◆ **GIVEN REQUEST**
Every entry below should be repeated exactly; the pictures should not.
——————————
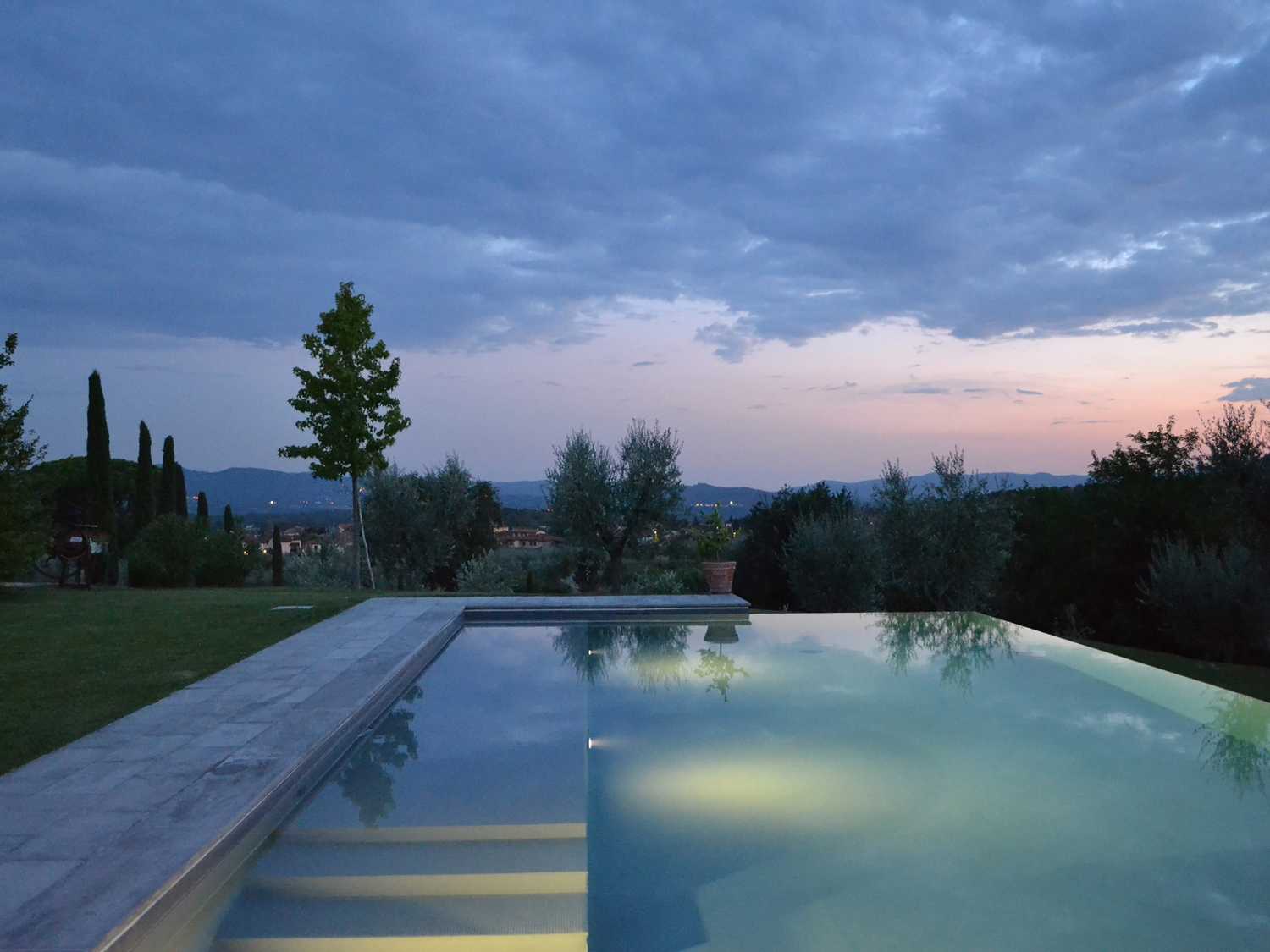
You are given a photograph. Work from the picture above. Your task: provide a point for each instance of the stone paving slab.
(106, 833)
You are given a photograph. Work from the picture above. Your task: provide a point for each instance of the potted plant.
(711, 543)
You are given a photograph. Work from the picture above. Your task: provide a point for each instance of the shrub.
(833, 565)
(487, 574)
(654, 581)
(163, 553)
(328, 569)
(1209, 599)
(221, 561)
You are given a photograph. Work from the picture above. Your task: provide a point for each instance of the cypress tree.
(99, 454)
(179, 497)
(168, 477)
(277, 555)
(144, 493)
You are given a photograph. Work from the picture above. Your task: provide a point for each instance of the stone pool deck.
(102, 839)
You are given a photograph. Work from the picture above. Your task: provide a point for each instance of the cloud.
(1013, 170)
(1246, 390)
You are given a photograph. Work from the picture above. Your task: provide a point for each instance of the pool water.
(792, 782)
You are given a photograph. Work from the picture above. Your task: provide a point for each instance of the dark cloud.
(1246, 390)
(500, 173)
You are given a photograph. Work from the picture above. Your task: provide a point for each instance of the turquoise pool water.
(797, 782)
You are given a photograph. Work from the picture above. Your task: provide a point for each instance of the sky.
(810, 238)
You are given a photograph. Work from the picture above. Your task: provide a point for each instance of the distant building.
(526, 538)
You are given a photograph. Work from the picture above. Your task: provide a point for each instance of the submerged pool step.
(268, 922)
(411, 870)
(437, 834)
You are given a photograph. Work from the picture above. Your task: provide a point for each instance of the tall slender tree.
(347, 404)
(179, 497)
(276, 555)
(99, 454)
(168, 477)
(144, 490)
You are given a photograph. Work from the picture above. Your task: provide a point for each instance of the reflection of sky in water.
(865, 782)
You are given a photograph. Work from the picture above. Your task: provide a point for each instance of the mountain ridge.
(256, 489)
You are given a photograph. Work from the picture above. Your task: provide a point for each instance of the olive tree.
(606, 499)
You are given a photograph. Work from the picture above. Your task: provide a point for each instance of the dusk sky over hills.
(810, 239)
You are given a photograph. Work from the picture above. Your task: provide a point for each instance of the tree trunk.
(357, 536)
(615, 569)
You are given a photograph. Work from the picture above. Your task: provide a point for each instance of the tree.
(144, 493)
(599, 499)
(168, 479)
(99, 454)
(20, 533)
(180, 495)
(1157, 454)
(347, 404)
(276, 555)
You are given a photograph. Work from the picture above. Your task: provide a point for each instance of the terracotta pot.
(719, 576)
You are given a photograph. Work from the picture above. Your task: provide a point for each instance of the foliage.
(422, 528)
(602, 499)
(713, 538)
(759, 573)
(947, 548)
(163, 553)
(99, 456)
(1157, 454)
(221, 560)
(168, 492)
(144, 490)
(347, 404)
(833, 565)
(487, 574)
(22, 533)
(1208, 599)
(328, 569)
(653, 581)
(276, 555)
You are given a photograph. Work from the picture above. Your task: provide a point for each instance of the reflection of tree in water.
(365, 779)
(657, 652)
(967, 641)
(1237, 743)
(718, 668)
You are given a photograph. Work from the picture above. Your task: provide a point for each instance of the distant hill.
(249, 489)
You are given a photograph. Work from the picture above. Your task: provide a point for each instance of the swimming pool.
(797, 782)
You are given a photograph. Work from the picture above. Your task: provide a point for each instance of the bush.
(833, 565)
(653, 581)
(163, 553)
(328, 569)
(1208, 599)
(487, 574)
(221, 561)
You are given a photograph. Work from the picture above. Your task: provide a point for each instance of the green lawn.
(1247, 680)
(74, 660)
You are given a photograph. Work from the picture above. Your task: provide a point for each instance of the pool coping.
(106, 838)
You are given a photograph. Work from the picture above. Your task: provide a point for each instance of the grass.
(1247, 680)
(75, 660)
——————————
◆ **WRITTEN ANSWER**
You are given a photograph. Work from the picture above. Your task: provide a point for each instance of the stone paving slab.
(106, 833)
You are given a photograph. Work from the picture above. Your task: provide a point for each instance of the potted plant.
(711, 543)
You are given a photograph. Work from the picture above. Your task: provide a point for each instance of the shrub.
(833, 565)
(487, 574)
(654, 581)
(163, 553)
(328, 569)
(1209, 599)
(221, 561)
You are given a photograph. Work from the picture above. Your task: provide a point for each instance of the cypress tree.
(99, 454)
(179, 497)
(168, 477)
(277, 555)
(144, 493)
You are given a photograph. Work from the picture above. Your task: provide a point for each instance of the stone pool deck.
(102, 839)
You are given a photograph. Work from the picture above. Your task: provide a point for each instance of the cloud.
(1013, 170)
(1246, 390)
You are given a photograph. Work from the picture above. Your task: provide a point for each instance of the pool water.
(792, 782)
You are given a photograph. Work from the picture above. Your task: provide a point for each instance of the dark cloud.
(1246, 390)
(500, 173)
You are given a photograph. Work from the picture above. Your task: provide a point for each instance of the turquoise pool water.
(797, 782)
You are given a photograph. Work from the picture above. Your task: provide a point for each instance of the sky.
(810, 238)
You are given a photograph. Work from the picture above. Your task: provide a point for each instance of the distant building.
(526, 538)
You are given a photograph. Work from the picture above. Your task: provide a point for each instance of the submerged pool step.
(268, 922)
(411, 870)
(437, 834)
You are given a photograph. Work from the picture above. Your task: provide a point for each instance of the tall slender tree.
(347, 404)
(179, 497)
(276, 555)
(99, 454)
(168, 477)
(144, 490)
You are given a photograph. Work from the picture above. Your task: provide a point for each instance of the reflection of sky in water.
(865, 782)
You are given a photograph. Work from the picture above. Your task: provide a point for each instance of the mountain ridge.
(256, 489)
You are given a photograph. Work from the picture above. Your task: provide a point for each instance of the olive tree.
(606, 499)
You are given a photograph. Work from the picture above. Your task: provide a point for each instance of the dusk sky over hills.
(810, 239)
You are given a photograph. Work from the picture above. Your task: provide a point for each instance of the tree trunk.
(357, 536)
(615, 569)
You are given a photograph. Work from the picture above. Your task: provide a point for each instance of the tree.
(144, 493)
(599, 499)
(168, 479)
(99, 454)
(20, 533)
(180, 495)
(1157, 454)
(347, 404)
(276, 555)
You are given a photograph. Work from the picture above. Your task: provide a point for each instance of the terracotta pot.
(719, 576)
You are given a photograph. Work from the picture above. Your task: provide a point for each instance of the foliage.
(422, 528)
(602, 499)
(713, 538)
(759, 573)
(947, 548)
(163, 553)
(99, 456)
(1157, 454)
(221, 560)
(168, 492)
(144, 490)
(347, 404)
(833, 565)
(487, 574)
(22, 533)
(1208, 599)
(328, 569)
(653, 581)
(276, 555)
You are given a photograph. Work from the picture above. Your task: provide a point for each instance of the reflection of tree in water.
(365, 779)
(657, 652)
(967, 641)
(1237, 743)
(718, 668)
You are given a photograph. Work from the picture above. Your task: provide a point for each instance of the distant hill.
(249, 489)
You are given a photograph. Work from the picture above. Your task: provide a point for each instance of the swimming pool.
(797, 782)
You are given a photograph. Work from the picture above. Your task: provide a point for each instance of the bush.
(833, 565)
(653, 581)
(163, 553)
(328, 569)
(1208, 599)
(487, 574)
(221, 561)
You are given a photograph. Work from the picture above. Your task: provide a point for each instance of the green lawn.
(1247, 680)
(74, 660)
You are given a photograph. Work from the picture above. Your task: provide a point for each instance of the pool coping.
(106, 838)
You are given a photograph. Work from the picture above. Your task: provide a point for each instance of the grass.
(1247, 680)
(75, 660)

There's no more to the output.